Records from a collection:

--

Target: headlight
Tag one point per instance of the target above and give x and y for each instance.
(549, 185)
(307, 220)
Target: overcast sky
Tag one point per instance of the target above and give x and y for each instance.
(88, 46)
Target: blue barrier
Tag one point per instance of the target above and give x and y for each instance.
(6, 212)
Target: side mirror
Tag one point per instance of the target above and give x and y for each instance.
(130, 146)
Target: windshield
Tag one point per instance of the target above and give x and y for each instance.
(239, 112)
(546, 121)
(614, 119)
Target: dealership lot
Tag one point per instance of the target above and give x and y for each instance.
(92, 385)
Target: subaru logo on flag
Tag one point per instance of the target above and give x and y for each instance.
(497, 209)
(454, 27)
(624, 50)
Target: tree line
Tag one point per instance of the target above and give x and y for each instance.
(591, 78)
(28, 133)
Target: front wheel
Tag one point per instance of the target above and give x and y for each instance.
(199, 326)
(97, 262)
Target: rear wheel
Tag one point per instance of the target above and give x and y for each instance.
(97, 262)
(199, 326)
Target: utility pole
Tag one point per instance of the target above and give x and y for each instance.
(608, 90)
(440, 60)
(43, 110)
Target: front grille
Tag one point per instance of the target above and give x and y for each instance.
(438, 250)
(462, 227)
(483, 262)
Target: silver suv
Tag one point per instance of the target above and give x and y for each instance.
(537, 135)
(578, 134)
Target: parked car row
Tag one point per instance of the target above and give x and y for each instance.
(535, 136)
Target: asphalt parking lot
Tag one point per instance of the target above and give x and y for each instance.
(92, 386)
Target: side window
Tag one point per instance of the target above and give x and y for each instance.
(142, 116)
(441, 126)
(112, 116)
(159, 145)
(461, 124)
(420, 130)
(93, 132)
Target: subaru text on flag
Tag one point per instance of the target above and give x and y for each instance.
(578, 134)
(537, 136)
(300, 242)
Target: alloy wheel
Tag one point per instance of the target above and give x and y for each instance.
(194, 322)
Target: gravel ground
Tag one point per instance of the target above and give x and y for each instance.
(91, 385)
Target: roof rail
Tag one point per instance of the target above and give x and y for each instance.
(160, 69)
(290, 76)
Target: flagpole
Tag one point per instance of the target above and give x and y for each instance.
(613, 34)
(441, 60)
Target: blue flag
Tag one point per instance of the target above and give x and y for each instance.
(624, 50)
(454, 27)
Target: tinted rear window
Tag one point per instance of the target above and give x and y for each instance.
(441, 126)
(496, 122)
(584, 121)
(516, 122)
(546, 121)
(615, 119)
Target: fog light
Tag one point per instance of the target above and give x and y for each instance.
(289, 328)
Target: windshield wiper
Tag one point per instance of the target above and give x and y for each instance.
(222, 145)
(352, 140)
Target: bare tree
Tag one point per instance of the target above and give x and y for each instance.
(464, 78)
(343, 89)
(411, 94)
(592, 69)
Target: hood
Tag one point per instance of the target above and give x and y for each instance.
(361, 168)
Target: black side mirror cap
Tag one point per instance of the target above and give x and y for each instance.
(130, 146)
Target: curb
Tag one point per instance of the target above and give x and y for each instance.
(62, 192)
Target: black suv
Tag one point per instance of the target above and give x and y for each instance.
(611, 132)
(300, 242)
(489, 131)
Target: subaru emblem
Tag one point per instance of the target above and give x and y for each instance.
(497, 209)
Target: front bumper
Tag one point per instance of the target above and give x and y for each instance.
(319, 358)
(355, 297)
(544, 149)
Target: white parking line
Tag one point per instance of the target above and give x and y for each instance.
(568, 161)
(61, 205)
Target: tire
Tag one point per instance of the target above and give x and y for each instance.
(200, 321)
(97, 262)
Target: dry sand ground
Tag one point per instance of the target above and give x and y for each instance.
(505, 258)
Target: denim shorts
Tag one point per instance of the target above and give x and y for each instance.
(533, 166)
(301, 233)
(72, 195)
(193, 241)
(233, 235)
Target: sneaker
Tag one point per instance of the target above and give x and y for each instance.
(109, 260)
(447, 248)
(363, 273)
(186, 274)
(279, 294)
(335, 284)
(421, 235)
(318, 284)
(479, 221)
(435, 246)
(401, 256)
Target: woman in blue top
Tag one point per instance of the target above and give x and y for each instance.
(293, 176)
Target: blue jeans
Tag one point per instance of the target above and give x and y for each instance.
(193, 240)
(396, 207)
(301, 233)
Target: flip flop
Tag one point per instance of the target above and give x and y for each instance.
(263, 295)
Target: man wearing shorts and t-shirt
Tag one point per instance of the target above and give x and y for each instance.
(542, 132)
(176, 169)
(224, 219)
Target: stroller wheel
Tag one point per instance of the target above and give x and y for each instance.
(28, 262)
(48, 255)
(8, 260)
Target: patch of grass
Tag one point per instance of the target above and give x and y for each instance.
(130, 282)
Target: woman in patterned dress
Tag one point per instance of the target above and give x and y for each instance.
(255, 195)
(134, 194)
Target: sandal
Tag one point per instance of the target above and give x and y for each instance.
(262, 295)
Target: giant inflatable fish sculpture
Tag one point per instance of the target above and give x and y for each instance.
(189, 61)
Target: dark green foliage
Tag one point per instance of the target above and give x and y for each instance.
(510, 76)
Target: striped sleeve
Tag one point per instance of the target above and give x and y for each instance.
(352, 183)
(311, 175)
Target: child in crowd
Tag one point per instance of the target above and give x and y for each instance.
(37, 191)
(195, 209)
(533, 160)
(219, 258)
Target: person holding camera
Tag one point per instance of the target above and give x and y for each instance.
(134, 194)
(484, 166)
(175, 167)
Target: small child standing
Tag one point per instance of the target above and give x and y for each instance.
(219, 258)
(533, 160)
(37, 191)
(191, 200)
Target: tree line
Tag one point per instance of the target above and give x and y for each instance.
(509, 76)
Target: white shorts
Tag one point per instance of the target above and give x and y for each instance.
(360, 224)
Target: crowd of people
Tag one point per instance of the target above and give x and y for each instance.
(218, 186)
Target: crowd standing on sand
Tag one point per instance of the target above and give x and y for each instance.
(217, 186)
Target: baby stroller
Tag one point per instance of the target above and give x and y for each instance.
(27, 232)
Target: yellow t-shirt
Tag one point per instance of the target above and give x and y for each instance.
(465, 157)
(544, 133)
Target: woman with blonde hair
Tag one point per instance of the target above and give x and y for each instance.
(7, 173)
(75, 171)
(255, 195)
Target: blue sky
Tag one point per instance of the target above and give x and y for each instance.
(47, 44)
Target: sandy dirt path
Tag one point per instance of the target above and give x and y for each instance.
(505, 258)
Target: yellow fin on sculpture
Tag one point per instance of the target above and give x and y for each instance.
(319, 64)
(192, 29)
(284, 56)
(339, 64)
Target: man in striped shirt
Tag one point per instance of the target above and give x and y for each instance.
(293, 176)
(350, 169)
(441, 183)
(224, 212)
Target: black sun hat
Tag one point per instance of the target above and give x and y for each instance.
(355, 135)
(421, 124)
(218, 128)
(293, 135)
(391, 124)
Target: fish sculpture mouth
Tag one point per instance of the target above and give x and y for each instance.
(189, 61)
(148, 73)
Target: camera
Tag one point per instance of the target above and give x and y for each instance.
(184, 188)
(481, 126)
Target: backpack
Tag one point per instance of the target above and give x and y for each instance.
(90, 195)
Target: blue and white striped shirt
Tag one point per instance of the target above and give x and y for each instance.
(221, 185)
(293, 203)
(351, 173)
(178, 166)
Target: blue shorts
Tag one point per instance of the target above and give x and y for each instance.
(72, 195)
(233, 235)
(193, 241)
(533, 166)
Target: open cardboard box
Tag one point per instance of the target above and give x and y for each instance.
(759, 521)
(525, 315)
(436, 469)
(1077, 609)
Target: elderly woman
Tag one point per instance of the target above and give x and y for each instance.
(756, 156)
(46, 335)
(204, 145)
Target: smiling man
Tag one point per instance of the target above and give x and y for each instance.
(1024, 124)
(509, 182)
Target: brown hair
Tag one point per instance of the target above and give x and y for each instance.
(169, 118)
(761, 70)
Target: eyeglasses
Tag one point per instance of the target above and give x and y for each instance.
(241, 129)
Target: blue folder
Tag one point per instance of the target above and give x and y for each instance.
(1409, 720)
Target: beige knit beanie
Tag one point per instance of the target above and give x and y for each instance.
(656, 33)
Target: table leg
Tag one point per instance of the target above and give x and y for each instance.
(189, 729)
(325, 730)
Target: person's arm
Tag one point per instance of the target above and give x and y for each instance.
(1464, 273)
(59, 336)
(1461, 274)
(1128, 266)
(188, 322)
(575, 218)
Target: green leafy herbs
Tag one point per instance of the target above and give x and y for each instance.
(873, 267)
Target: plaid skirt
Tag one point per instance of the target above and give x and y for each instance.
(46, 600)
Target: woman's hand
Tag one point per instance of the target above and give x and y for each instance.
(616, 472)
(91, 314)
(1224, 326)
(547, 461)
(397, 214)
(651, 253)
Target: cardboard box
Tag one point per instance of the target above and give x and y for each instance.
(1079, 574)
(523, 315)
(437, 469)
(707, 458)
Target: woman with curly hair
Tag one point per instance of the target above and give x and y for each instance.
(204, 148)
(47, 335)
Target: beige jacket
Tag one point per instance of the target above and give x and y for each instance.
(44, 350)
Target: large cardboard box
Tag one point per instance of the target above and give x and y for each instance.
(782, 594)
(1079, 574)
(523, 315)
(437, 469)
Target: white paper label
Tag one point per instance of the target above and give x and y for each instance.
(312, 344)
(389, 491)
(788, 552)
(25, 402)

--

Which lines run from the one containing "Target: open cardboard box" to the end of the entries above? Quote exactly those, and only those.

Written response:
Target: open cardboard box
Tag one point per instance of the target above and give x and y for each instance.
(759, 521)
(525, 315)
(436, 469)
(1077, 609)
Target: elderly woman
Tag one point per instance of the target above and give x and y for each instance.
(756, 156)
(46, 335)
(204, 145)
Target: smiling man
Tag one point per instance of the target above and give x and y for each instance.
(1024, 124)
(509, 182)
Target: brown hair
Tag one point per instance of the target above and give x and y for each instance.
(169, 118)
(761, 70)
Target: eyeglasses
Tag one point per instance of the target above and give x and y for each instance.
(241, 129)
Target: blue folder
Tag one point per instance of the target above and give x and y for each instance.
(1409, 720)
Target: beige knit beanie
Tag one point per instance of the target above and give x and y for each instance.
(656, 33)
Target: table leg
Tag one point per instance of the target above and give x and y for each instance.
(189, 729)
(325, 730)
Target: person's arm
Tag one point per instance of the target above and give x and y for each instance.
(1464, 273)
(59, 336)
(1461, 274)
(1128, 266)
(188, 322)
(575, 218)
Target: green leafy herbs
Tag one point per instance of the target above and give x and y for each instance.
(873, 267)
Target: plaid skirt
Tag one point per instance of the target above and give x and y for each instance.
(46, 600)
Target: woman's hand
Tag one point per instance of the target above and give x and y for each instance.
(616, 472)
(91, 314)
(1224, 326)
(547, 461)
(397, 214)
(651, 253)
Target: cardboard box
Tag one point per instance of the target above and give x and y for each instance.
(1079, 574)
(523, 315)
(437, 469)
(707, 458)
Target: woman with curly hair
Tag one point per instance of the target above and give x and y for each instance.
(204, 148)
(47, 335)
Target: beige jacket
Tag one point per instance of the target above and give x and y for each instance.
(44, 350)
Target: large cardboard box
Tag one point per instance of the target above and give x and y for each instance.
(782, 594)
(1079, 574)
(523, 315)
(437, 469)
Target: white paper label
Tag one point per instance of the target above and give x and y for each instance.
(312, 344)
(389, 491)
(788, 552)
(25, 402)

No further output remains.